→ PETIT PROBLÈME 1:
Selon l'article, quelles fonctions occupait Ilan Yeshua, le témoin de l'accusation ?

→ SOURCE:
• • • • •
Israël réveillé en sursaut par le discours plus virulent des partisans de Netanyahu

Israël réveillé en sursaut par le discours plus virulent des partisans de Netanyahu
  • La semaine dernière, deux pièces politiques se sont jouées simultanément, à quelques rues d’intervalle, dans la ville de Jérusalem
  • La première semaine du procès de M. Netanyahu fut aussi intéressante qu’inquiétante

Sur la scène politique israélienne, les rebondissements dramatiques ne font jamais défaut. Cependant, au moment où une grande partie du pays était encore dans l’émotion des célébrations de la Pâque juive, la semaine dernière, deux pièces politiques se sont jouées simultanément, à quelques rues d’intervalle, dans la ville de Jérusalem.

Dans l'une de ces rues, un cortège de membres de la Knesset se dirigeait vers la résidence du président israélien. Chacun d’entre eux représentait son parti et réclamait la nomination de Reuven Rivlin au poste de Premier ministre désigné dans le but de former une coalition.

L'autre pièce concernait la première phase du procès pour corruption du Premier ministre, Benjamin Netanyahu, poursuivi pour des affaires de corruption, de fraude et d'abus de confiance. Si elles sont confirmées, ces accusations risquent de le conduire en prison. Bien que distinctes, ces deux pièces sont étroitement liées et pourraient avoir une incidence extrêmement lourde sur l'avenir du système politique, de la société et de la nature même de la démocratie israélienne.

La première semaine du procès de M. Netanyahu fut aussi intéressante qu’inquiétante. En effet, dans le tribunal de district de Jérusalem, dès les premiers débats, la chorégraphie présentée et le discours d'ouverture prononcé par la procureure principale, Liat Ben-Ari, avaient de quoi faire peur. Vint ensuite la déposition de l'un des témoins vedettes de l'accusation, Ilan Yeshua, ancien PDG de Walla, un site d'information réputé. Tous deux ont fait état de ce qu’on suppose être un réseau de relations corrompues entre Netanyahou et les propriétaires de Walla, Iris et Shaul Elovitch.
• • • • •
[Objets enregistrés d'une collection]
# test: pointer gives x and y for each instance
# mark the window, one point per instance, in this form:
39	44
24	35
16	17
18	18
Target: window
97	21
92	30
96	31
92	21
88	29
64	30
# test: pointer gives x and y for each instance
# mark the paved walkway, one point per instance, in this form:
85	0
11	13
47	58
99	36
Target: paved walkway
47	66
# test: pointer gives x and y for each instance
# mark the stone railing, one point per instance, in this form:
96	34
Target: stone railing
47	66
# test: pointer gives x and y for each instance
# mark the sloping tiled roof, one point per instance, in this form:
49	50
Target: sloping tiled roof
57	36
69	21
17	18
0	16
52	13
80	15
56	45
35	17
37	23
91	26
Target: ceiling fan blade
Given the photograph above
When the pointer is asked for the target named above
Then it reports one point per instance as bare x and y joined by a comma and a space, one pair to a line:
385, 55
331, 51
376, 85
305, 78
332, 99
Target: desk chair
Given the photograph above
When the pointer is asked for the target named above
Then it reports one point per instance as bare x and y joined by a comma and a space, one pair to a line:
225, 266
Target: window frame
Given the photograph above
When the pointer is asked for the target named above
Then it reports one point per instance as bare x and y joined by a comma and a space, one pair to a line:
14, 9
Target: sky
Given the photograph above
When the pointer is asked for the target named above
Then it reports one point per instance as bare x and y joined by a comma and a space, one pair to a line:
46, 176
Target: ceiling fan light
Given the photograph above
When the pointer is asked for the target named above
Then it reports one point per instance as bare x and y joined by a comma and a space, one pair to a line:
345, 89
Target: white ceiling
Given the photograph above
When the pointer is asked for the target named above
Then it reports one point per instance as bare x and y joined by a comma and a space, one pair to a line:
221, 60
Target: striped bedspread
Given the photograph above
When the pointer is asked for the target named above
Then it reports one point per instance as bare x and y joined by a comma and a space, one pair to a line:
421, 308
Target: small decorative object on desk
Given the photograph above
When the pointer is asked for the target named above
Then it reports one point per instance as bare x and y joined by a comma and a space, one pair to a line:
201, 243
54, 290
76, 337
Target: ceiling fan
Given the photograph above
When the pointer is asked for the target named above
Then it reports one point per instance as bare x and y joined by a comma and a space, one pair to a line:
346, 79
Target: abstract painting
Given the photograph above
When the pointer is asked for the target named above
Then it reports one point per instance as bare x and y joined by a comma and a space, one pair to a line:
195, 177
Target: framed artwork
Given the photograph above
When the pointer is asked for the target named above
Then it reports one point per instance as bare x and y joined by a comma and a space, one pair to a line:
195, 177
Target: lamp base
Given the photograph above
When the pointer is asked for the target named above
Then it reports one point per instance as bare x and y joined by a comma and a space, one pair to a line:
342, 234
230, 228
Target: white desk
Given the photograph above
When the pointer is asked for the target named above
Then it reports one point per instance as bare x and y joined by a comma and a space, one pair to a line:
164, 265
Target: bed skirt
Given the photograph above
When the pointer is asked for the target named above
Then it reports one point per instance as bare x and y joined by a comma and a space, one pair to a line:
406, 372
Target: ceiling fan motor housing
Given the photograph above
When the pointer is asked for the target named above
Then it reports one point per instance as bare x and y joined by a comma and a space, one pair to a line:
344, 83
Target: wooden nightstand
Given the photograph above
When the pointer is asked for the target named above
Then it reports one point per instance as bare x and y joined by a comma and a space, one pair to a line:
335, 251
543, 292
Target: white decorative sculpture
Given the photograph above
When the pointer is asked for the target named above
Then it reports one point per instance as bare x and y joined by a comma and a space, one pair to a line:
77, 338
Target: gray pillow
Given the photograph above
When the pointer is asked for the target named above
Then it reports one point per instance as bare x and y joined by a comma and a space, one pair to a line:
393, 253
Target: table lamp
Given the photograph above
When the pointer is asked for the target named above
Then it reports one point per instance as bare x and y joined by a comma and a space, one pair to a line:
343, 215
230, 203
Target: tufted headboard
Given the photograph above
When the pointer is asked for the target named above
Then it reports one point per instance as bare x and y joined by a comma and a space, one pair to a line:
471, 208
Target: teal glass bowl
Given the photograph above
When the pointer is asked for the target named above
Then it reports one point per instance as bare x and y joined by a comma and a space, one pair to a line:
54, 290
• • • • •
→ PETIT PROBLÈME 2:
Renommez « pointer » en « locator » dans les entrées, depuis la ligne contenant « Target: tufted headboard » jusqu'à la fin des entrées, puis redonnez ces lignes sans rien changer d'autre.

→ SOLUTION DÉTAILLÉE 1:
Il était l'ancien PDG de Walla, un site d'information réputé.

→ SOLUTION DÉTAILLÉE 2:
Target: tufted headboard
Given the photograph above
When the locator is asked for the target named above
Then it reports one point per instance as bare x and y joined by a comma and a space, one pair to a line:
471, 208
Target: teal glass bowl
Given the photograph above
When the locator is asked for the target named above
Then it reports one point per instance as bare x and y joined by a comma and a space, one pair to a line:
54, 290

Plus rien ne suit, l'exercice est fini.